··· Available data ···
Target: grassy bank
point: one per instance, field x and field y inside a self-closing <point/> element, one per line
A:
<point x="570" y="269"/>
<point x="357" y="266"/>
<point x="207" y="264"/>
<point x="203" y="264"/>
···
Rewrite every line of the material above as a Markdown table with two columns, Row and Text. Number the rows from 1 and leave out blank lines.

| Row | Text |
|---|---|
| 1 | Target: grassy bank |
| 2 | point: one per instance, field x and field y inside a self-closing <point/> element, one per line |
| 3 | A: |
| 4 | <point x="570" y="269"/> |
| 5 | <point x="357" y="266"/> |
| 6 | <point x="207" y="264"/> |
| 7 | <point x="203" y="264"/> |